Los falangistas Vivanco y Rosales estaban de acuerdo, por supuesto, y Ricardo Gullón, aunque expresaba su temor al “surrealismo comunista y anticristiano”, comprobó aliviado que sólo se aceptaba en sus versiones abstractas y aligeradas. El mismo Gullón puede servirnos para introducir otro asunto cuya consideración oficial parece no haber cambiado desde aquellos tiempos:

Gracias al mecenazgo de don Joaquín Reguera Sevilla, Gobernador civil de Santander, persona en quien artes y letras encuentran constante protección y amistad, pudo celebrarse la primera reunión de la Escuela(7)Gullón, Ricardo. Primera reunión de la Escuela de Altamira.

Aunque las cosas siempre pueden contarse de otro modo:

La Escuela de Altamira, en realidad, hubiera pasado probablemente sin pena ni gloria a las páginas de los libros de arte si no fuera por un hecho de gran trascendencia(…): despertó el interés del poder. Más en concreto, de determinadas figuras dentro de él: personajes que, a la postre, tendrían un papel fundamental en la legislación sobre la vanguardia y en la capacidad del sistema de sacarla adelante. El grupo de Altamira pudo desarrollar sus jornadas gracias a un cierto respaldo económico y, sobre todo, a la buena disposición de Reguera Sevilla, entonces gobernador civil de Santander. Estamentos poderosos daban cierta carta de naturaleza a pesquisas artísticas, con claras vinculaciones internacionales y con un ánimo de proyección más allá del estricto círculo de interesados. La participación, entre otros adeptos al régimen, del poeta falangista Luis Felipe Vivanco, dio una cobertura en los medios culturales oficiales que no pasó desapercibida en órbitas de más altura política (…).

§ **DATOS BRUTOS**:
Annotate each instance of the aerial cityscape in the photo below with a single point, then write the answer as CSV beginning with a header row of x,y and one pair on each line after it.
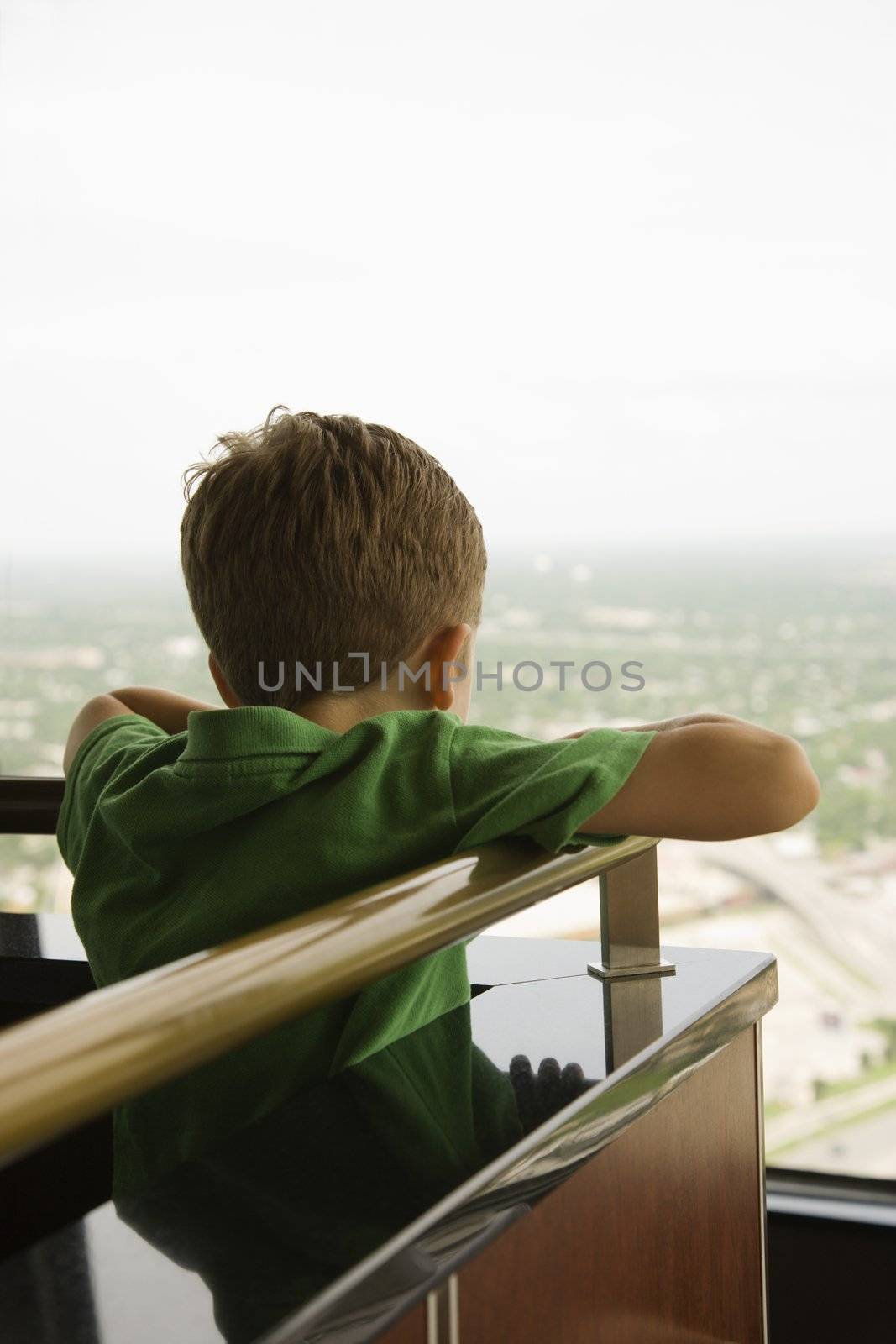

§ **TAREA ASIGNADA**:
Transcribe sin cambios el fragmento del texto sobre la Escuela de Altamira que va desde "Gracias al mecenazgo" hasta "Escuela de Altamira.".

§ **RESULTADO FINAL**:
Gracias al mecenazgo de don Joaquín Reguera Sevilla, Gobernador civil de Santander, persona en quien artes y letras encuentran constante protección y amistad, pudo celebrarse la primera reunión de la Escuela(7)Gullón, Ricardo. Primera reunión de la Escuela de Altamira.